=== Begin Enclosure ===

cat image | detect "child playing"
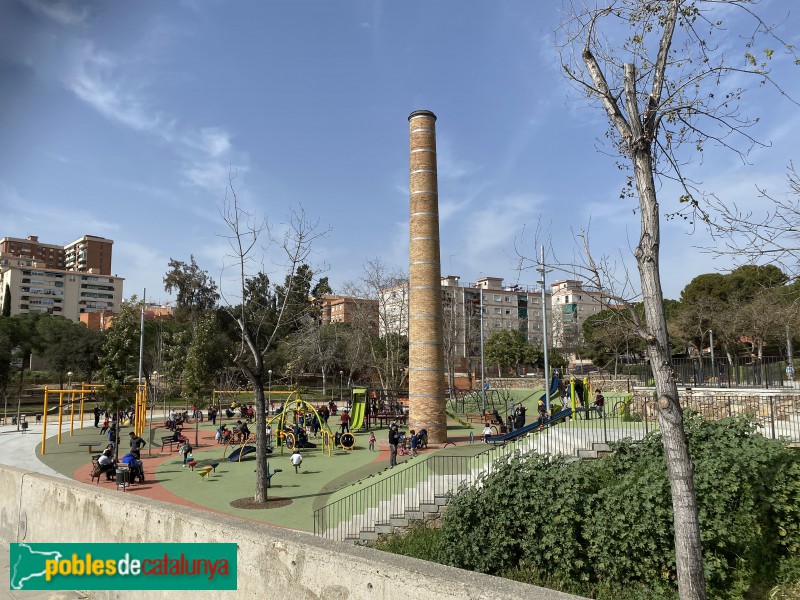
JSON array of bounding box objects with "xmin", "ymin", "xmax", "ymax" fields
[
  {"xmin": 368, "ymin": 431, "xmax": 376, "ymax": 452},
  {"xmin": 179, "ymin": 441, "xmax": 193, "ymax": 467}
]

=== End Enclosure ===

> **TASK DETAILS**
Give back the data exactly, with no images.

> **SOLUTION**
cat image | detect "child playing"
JSON array of bounding box objects with "xmin", "ymin", "xmax", "ymax" fields
[
  {"xmin": 368, "ymin": 431, "xmax": 376, "ymax": 452},
  {"xmin": 179, "ymin": 441, "xmax": 193, "ymax": 467}
]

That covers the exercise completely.